■ WORK REQUEST:
In the press conference report, which newspaper did the questioner represent?

■ EXCERPTED PASSAGE:
┄┄┄┄┄┄
The "politics of changing procurement is tough," President Obama admitted when asked during his press conference what he intended to cut form the Defense and Veterans Administration's budgets for savings.
The questioner, from the military newspaper Stars and Stripes, noted that "so many items that seem destined for the chopping block are politically untenable."
"The budget that we've put forward reflects the largest increase in veterans funding in 30 years," Mr. Obama said, noting that all Americans want to see veterans rewarded.
He lamented that recently "the V.A. has been under-resourced when it comes to dealing with things like post-traumatic stress disorder or traumatic brain injury, dealing with some of the backlogs in admission to V.A. hospitals."
In terms of cuts, the president said he is working with Defense Secretary Gates to reform the procurement system. He noted that he is not alone in his diagnosis of the procurement problem.
"There is uniform acknowledgment that the procurement system right now doesn't work. That's not just my opinion. That's John McCain's opinion. That's Carl Levin's opinion," he said.
He argued that experts agree that, "you've got a whole range of billion-dollar, multibillion-dollar systems that are seeing cost overruns of 30 percent or 40 percent or 50 percent, and then still don't perform the way they're supposed to."
However, he vowed to continue to "find savings in a way that allows us to put the resources where they're needed, but to make sure that we're not simply fattening defense contractors."
┄┄┄┄┄┄
Saved entries:
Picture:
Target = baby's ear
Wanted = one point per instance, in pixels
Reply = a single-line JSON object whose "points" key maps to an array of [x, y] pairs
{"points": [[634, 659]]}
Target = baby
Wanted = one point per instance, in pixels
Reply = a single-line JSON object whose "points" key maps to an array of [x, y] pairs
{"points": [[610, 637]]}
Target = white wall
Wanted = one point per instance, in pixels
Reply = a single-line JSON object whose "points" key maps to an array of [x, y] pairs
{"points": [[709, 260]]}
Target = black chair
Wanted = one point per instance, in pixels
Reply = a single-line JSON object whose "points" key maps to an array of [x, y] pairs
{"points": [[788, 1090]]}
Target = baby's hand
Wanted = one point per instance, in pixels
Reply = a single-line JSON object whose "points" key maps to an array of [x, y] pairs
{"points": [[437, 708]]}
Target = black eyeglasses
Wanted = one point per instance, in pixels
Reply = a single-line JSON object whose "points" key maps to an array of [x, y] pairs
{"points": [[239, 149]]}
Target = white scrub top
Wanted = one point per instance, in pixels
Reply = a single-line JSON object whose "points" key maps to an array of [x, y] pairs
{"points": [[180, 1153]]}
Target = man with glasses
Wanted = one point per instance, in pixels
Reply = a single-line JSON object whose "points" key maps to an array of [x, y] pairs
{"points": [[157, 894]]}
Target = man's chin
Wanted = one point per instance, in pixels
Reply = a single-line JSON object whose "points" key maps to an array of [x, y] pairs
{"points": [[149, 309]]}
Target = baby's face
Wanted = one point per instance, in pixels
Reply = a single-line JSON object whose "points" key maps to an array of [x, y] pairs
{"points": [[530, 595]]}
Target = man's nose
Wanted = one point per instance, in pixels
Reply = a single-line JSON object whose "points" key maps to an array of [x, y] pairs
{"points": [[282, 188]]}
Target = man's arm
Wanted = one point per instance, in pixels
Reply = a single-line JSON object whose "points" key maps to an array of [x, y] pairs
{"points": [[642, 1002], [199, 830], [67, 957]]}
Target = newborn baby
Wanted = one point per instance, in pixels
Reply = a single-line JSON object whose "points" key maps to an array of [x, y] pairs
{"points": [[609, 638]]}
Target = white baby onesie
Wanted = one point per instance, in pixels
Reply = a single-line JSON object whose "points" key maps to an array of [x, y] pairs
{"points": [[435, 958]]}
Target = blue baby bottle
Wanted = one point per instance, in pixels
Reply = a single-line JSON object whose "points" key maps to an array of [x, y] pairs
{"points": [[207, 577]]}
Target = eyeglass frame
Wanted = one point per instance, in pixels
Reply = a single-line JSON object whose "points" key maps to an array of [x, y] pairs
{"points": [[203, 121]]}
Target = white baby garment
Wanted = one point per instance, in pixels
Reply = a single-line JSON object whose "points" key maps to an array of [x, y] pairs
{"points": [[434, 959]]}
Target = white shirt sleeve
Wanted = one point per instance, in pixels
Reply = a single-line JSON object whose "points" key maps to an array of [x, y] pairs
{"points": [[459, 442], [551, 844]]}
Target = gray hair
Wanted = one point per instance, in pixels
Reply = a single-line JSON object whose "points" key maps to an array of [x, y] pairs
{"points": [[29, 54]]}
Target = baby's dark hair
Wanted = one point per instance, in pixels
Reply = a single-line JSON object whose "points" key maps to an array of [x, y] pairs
┄┄┄┄┄┄
■ WRITTEN REPLY:
The military newspaper Stars and Stripes.